▶ **Exercise a**
Update the entries from their start through the line holding "column 250, row 1190", inclusive, replacing "traffic-flow scouting" with "floor-plan survey" and changing nothing else. Leave the pictures out of your answer.

▶ **Text extract**
►
Statement

Vegas’s Revolutionary Recluse

Nevada pays tribute to the vision of Howard Hughes.

HUMANITIES, March/April 2010, Volume 31, Number 2

Howard Hughes arrived secretly in Las Vegas via private train on Thanksgiving Day, 1966. After receiving a $500-million windfall from the sale of his stock in Trans World Airlines, Hughes left his home in Los Angeles for the Nevada desert to avoid paying hefty California state taxes, and to, as he put it, “be a big fish in a small pond.” Dressed in blue pajamas, the frail billionaire was carried by stretcher and placed on a service elevator to the ninth-floor penthouse suite at the Desert Inn hotel-casino for what was to be a ten-day stay.

Checkout time came and went, and Hughes, already an eccentric recluse, stayed put despite demands from management to vacate. Rather than leave, Hughes bought the hotel for $13.2 million, far more than it was worth. “Hughes never intended to buy a hotel—he just wanted a place to sleep,” said Robert Maheu, Hughes’s top aide.

Hughes had high hopes for his new city. He wrote to Maheu that he sought to “make Las Vegas as trustworthy and respectable as the New York Stock Exchange—so that Nevada gambling will have the kind of reputation that Lloyds of London has, so that Nevada on a note will be like Sterling on silver. We can make a really super environmental ‘city of the future’ here—no smog, no contamination, efficient local government, where the tax-payers pay as little as possible, and get something for their money.”

After purchasing the Desert Inn, Hughes asked Maheu how many more of “these toys” were available to buy. “Let’s buy ‘em all,” Hughes proclaimed.

“Hughes went on a casino shopping spree,” says Jeff Burbank, an English instructor at the University of Nevada, Las Vegas, and the author of three books on the history of Las Vegas. He has written several articles, including recent entries on Hughes, for the Online Nevada Encyclopedia, onlinenevada.org, a multimedia resource produced by Nevada Humanities. The site’s subjects range from documenting the state’s geothermal fields to preserving Reno’s historic street clock to profiling the area’s early settlers.

“In addition to the Desert Inn, in 1967, he bought the Sands, Castaways, and Frontier hotel-casinos for about $60 million,” continues Burbank. In one year’s time, Hughes spent an average of more than $175,000 per day. Hughes’s Nevada buying bender continued the next year, when he purchased the Silver Slipper and Landmark for almost $23 million. “Hughes was Nevada’s largest single property owner at the time, with almost two thousand hotel rooms and 20 percent of the rooms on the Strip under his control,” says Burbank.

As Hughes began racking up casinos, decades of mob ownership on the Strip faded. “His involvement changed the nation’s perception about the gambling business in Las Vegas, and this new respectability encouraged public corporations to buy or invest in Nevada casinos as never before,” says Burbank.

By the late 1960s, in addition to casinos and hotels, Hughes owned a local airline, thousands of acres of Nevada ranching land, and numerous mining claims. A chronic insomniac and movie fanatic, Hughes purchased a local TV station and ordered that movies run all night. Amazingly, he accomplished all of this in the four years he spent at the Desert Inn, never once leaving his suite. Instead of personally making transactions, he divvied out his business and personal needs to a small group of men dubbed the “Mormon Mafia,” who Hughes believed, because of their religion’s ban on drinking alcohol, made better employees.
◄
▶ **Provided data**
►
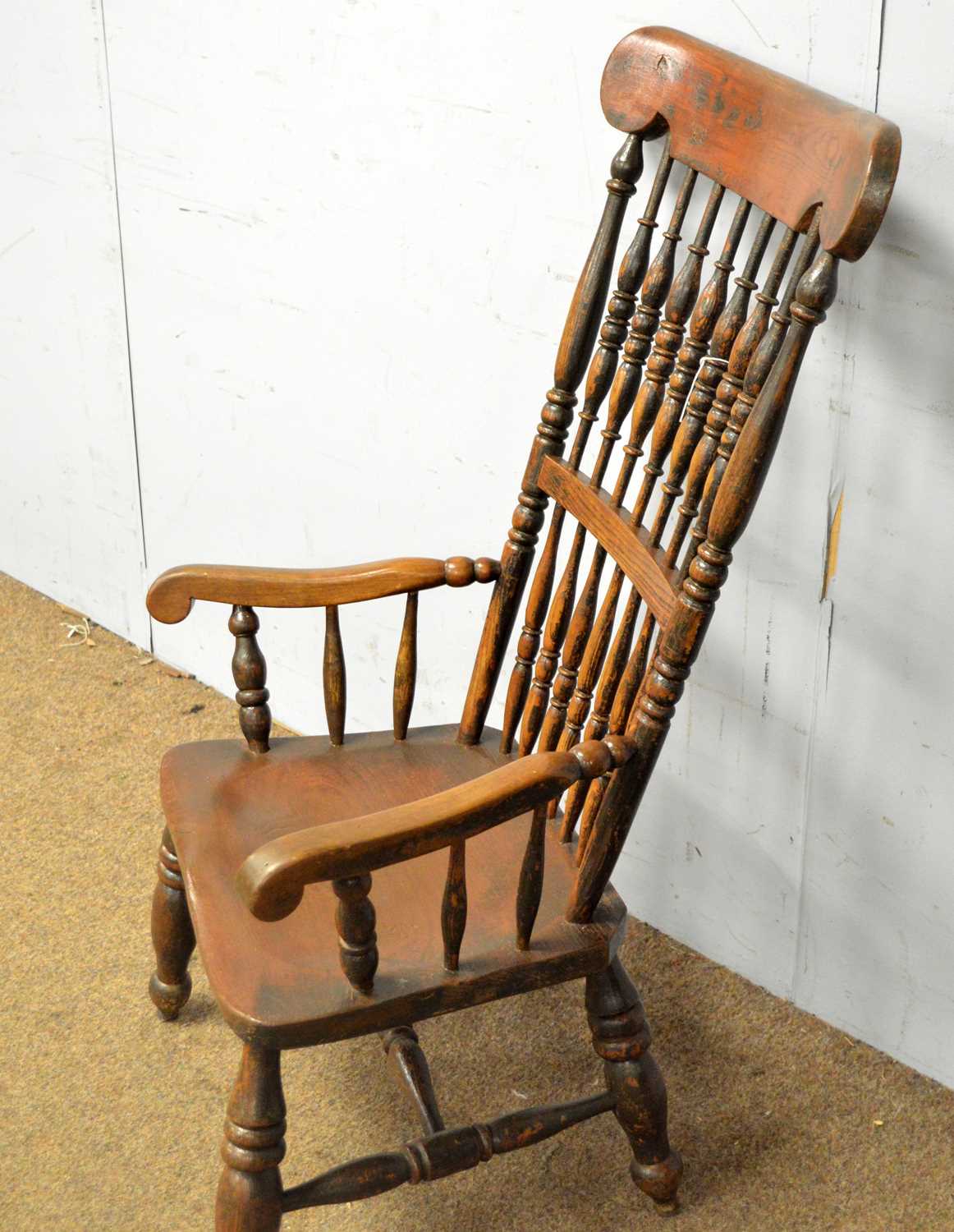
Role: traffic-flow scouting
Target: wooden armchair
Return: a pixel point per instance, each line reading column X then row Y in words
column 533, row 817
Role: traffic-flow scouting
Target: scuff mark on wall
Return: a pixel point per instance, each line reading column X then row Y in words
column 832, row 535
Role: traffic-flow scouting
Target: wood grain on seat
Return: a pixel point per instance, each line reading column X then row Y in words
column 281, row 983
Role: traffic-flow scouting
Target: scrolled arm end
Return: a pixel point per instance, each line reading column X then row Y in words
column 270, row 889
column 170, row 598
column 461, row 571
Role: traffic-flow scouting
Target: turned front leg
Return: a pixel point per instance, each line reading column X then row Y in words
column 621, row 1039
column 172, row 936
column 250, row 1190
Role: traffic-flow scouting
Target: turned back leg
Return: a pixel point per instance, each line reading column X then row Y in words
column 172, row 936
column 250, row 1189
column 621, row 1039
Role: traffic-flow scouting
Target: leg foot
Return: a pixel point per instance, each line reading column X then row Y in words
column 250, row 1189
column 621, row 1037
column 172, row 936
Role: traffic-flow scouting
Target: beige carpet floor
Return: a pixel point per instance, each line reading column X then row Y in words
column 112, row 1118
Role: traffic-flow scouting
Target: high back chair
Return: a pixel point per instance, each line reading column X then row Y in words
column 485, row 857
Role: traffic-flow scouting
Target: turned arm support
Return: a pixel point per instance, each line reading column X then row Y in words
column 172, row 595
column 273, row 879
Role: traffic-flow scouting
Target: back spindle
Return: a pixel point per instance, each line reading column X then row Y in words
column 732, row 411
column 249, row 672
column 530, row 879
column 576, row 345
column 602, row 367
column 334, row 678
column 453, row 908
column 682, row 296
column 406, row 670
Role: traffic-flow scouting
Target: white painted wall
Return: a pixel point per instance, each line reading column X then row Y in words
column 350, row 241
column 69, row 498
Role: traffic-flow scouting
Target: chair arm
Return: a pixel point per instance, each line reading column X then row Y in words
column 172, row 595
column 273, row 879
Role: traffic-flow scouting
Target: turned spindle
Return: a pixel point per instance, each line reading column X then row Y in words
column 576, row 345
column 453, row 906
column 602, row 367
column 530, row 877
column 334, row 678
column 357, row 940
column 655, row 287
column 675, row 652
column 249, row 673
column 406, row 672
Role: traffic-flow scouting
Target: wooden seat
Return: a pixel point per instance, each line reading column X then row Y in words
column 280, row 983
column 452, row 842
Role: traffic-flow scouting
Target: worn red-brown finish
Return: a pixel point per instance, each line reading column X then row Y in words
column 360, row 884
column 774, row 140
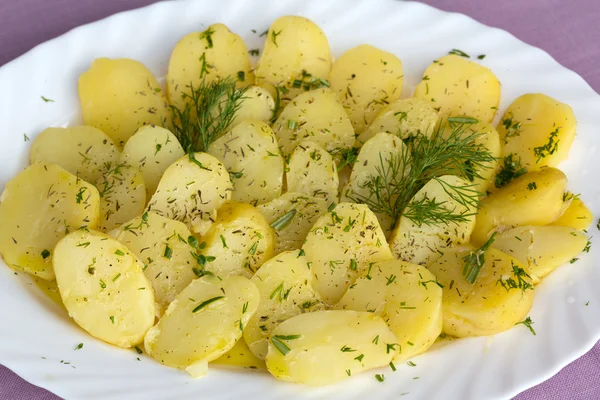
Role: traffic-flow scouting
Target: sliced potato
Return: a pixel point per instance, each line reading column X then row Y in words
column 328, row 346
column 293, row 215
column 538, row 129
column 103, row 287
column 284, row 283
column 312, row 171
column 541, row 248
column 365, row 79
column 421, row 243
column 119, row 96
column 203, row 322
column 37, row 208
column 152, row 150
column 215, row 53
column 251, row 155
column 532, row 199
column 161, row 244
column 457, row 86
column 191, row 190
column 341, row 246
column 81, row 150
column 501, row 296
column 316, row 116
column 406, row 296
column 240, row 241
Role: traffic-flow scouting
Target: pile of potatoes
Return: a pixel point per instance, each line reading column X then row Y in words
column 254, row 252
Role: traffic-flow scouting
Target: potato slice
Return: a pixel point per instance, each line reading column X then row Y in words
column 403, row 118
column 161, row 244
column 341, row 246
column 240, row 241
column 293, row 215
column 203, row 322
column 407, row 297
column 296, row 56
column 37, row 208
column 312, row 171
column 532, row 199
column 541, row 248
column 284, row 283
column 316, row 116
column 422, row 243
column 119, row 96
column 215, row 53
column 81, row 150
column 538, row 129
column 328, row 346
column 103, row 287
column 501, row 296
column 365, row 79
column 191, row 190
column 251, row 155
column 457, row 86
column 152, row 150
◄
▶ **Exercise b**
Write what comes next in the article on Howard Hughes in Las Vegas.

▶ **Result a**
Role: floor-plan survey
Target: wooden armchair
Return: a pixel point per instance, each line reading column X then row Y in words
column 533, row 817
Role: floor-plan survey
Target: scuff mark on wall
Return: a pixel point per instance, each line reading column X then row Y in words
column 832, row 535
Role: floor-plan survey
Target: wood grain on seat
Return: a pixel point per instance, each line reading column X then row Y in words
column 281, row 983
Role: floor-plan survey
Target: scrolled arm end
Return: a pixel point per instance, each line reading column X then row Y in words
column 270, row 889
column 170, row 598
column 461, row 571
Role: floor-plan survey
Target: turned front leg
Return: a pixel point per instance, each line reading column X then row Y in words
column 621, row 1039
column 172, row 936
column 250, row 1190

▶ **Result b**
Already considered eccentric, the once-upon-a-time cowboy aviator, playboy Hollywood filmmaker, and industrial giant with the Midas touch became increasingly frail—physically and mentally.

“Hughes likely suffered from obsessive-compulsive disorder,” says Burbank. He explains, “While secluded in his suite at the Desert Inn, Hughes had the windows darkened to prevent light from coming in. He often sat naked in the dark in a chair. He had piles of Kleenex tissue boxes in the suite, and used layers of tissues to handle door knobs and other objects due to his phobia over germs. He demanded his aides use Kleenex or paper towels to hand him things. For months, Hughes would not bathe. His hair and nails he would have cut only once a year.

“He became obsessed with Banana Ripple ice cream, made by Baskin-Robbins, and ordered the hotel to stock it. However, Baskin-Robbins had discontinued the flavor, and Hughes’s aides had to special-order the smallest batch available from the factory—amounting to two hundred gallons. Hughes later decided he preferred a different flavor, and the hotel was stuck for months with the huge supply of Banana Ripple in its freezers.”

Hughes’s attempt to purchase his seventh casino, the Stardust, was thwarted by the U.S. government, citing antitrust concerns. His game of Monopoly on the Vegas Strip was over. Meanwhile, nuclear-bomb testing sent shock waves through his hotel room, and sewage was polluting nearby Lake Mead, the source for the city’s drinking water. Hughes decided to leave Las Vegas in order to create “an entire new community and way of life in some location where some of the restraints, encumbrances, and competition in this area are not present.”

Hughes was secretly carried out of the hotel on a stretcher on Thanksgiving Day in 1970, exactly four years after arriving, and flown to the Bahamas. He would never return to Nevada, but today he is credited with bringing legitimacy to what was once considered the Mob mecca of Las Vegas.